── Material for this exercise ──
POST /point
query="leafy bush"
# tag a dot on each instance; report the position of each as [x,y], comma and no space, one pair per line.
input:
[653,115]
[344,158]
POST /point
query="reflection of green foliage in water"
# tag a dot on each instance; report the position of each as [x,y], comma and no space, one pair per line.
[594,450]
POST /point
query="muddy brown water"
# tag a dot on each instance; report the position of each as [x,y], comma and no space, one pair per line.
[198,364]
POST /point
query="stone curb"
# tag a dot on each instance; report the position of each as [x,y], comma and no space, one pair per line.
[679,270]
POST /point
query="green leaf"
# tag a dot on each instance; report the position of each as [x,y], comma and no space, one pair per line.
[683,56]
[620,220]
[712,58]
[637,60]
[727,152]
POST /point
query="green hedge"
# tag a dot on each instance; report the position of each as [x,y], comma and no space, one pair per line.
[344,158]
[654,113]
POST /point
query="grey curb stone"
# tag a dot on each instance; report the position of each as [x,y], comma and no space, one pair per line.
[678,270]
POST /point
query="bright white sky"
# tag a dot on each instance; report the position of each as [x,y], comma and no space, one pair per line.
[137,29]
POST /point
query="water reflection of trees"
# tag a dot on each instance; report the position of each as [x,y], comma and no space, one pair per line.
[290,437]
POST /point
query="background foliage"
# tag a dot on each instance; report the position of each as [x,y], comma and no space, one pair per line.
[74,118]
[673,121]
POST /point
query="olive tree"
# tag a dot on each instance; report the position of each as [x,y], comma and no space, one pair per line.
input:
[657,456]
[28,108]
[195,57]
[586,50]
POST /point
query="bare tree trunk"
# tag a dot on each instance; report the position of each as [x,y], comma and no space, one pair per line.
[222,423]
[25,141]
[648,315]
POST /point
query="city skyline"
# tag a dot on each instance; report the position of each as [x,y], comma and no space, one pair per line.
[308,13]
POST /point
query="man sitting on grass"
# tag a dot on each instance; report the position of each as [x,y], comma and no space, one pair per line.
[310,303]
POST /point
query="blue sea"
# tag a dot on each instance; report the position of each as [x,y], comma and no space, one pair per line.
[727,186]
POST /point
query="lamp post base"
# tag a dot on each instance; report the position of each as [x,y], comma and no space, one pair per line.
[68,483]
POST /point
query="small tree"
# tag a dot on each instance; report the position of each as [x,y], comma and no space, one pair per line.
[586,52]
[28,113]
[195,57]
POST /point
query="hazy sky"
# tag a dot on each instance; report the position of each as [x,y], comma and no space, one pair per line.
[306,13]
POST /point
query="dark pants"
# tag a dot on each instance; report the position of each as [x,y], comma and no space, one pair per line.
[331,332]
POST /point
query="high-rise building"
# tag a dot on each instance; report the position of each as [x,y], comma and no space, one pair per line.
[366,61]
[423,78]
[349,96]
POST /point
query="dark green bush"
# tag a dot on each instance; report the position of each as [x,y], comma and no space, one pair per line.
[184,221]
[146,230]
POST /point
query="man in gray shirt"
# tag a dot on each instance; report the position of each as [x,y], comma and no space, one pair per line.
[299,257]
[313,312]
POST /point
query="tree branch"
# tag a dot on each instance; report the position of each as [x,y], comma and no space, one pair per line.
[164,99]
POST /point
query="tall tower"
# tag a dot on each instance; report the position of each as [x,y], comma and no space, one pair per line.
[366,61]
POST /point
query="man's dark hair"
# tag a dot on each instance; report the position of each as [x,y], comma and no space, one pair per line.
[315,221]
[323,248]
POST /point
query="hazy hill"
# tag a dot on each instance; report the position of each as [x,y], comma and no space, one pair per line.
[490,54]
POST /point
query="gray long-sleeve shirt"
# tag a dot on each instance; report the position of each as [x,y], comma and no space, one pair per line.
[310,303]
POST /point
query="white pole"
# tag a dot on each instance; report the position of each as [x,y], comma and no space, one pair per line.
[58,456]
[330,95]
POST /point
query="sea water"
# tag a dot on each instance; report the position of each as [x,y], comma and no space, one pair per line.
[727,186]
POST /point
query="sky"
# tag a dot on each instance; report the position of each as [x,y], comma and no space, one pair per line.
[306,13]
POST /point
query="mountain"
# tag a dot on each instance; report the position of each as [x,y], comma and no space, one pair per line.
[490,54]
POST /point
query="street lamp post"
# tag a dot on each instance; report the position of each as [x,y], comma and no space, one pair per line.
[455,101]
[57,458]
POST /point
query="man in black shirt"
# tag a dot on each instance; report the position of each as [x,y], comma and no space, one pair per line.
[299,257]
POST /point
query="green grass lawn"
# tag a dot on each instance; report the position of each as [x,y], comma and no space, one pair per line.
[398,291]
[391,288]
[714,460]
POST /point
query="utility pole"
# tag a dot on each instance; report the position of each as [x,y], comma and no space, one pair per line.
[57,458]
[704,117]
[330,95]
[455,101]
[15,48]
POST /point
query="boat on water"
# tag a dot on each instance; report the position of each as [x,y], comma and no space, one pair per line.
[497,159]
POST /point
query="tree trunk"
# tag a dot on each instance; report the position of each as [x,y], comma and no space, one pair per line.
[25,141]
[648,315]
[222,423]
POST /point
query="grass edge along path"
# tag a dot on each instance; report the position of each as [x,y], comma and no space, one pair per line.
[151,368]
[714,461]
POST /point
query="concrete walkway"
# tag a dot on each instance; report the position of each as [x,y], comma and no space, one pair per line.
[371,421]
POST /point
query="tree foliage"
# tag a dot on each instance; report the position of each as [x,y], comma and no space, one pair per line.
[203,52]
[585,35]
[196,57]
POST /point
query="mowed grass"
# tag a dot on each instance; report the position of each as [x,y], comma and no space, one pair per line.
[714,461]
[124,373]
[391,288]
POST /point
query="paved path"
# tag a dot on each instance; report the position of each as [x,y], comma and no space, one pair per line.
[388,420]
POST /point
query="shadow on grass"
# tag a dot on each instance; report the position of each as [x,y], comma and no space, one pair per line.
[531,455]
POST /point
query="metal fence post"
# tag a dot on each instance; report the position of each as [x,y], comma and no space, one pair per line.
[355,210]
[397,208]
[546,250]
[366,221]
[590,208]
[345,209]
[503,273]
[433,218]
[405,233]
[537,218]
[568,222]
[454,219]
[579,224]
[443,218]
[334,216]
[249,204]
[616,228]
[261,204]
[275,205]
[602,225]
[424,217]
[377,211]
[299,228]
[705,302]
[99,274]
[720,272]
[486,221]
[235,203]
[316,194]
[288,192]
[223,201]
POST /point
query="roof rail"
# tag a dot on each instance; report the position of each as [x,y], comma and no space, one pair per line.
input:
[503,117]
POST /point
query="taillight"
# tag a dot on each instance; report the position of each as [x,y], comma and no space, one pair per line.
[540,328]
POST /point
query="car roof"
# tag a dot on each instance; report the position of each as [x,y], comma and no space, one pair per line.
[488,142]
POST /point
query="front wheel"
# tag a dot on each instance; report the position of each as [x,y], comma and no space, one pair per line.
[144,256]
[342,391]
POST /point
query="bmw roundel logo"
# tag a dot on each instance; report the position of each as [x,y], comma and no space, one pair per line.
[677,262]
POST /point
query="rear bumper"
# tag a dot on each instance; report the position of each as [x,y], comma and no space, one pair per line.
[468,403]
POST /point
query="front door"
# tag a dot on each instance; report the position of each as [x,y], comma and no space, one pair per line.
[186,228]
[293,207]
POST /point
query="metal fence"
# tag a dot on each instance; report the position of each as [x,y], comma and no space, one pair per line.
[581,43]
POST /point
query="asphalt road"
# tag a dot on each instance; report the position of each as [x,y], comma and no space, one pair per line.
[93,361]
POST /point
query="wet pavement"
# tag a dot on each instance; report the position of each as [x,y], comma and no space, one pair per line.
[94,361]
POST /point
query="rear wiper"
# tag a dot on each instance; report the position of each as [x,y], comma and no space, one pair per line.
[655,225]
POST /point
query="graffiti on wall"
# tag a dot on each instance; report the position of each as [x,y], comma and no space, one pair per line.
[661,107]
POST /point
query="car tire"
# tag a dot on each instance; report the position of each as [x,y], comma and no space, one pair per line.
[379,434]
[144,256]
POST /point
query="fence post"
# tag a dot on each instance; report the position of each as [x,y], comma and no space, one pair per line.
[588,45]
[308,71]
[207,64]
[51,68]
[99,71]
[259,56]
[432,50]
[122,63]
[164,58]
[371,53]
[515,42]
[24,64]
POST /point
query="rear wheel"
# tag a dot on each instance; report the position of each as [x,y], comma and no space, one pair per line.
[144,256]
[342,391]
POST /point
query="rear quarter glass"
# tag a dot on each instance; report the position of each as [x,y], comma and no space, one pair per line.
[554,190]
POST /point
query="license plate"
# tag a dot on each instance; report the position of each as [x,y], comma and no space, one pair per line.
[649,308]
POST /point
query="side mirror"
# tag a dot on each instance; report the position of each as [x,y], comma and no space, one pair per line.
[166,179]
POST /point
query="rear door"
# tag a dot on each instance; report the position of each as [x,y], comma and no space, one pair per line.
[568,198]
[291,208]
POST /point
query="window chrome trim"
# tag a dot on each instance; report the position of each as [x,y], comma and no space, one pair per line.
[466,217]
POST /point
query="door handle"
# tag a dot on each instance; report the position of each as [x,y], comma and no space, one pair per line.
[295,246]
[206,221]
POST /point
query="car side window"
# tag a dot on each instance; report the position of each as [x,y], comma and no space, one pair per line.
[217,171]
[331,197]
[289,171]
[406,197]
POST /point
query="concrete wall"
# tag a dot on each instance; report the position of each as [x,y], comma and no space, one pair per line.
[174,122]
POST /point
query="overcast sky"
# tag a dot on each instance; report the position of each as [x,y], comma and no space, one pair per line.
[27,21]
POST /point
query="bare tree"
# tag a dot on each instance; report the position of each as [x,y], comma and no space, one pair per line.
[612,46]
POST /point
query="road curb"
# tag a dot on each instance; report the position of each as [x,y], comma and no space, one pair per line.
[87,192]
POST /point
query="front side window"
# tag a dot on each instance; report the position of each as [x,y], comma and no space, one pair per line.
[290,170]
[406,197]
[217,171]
───
(Exercise) Wherever the word "concrete" occurs in the data, copy that whole line.

(Finished task)
query="concrete walkway"
query="concrete wall"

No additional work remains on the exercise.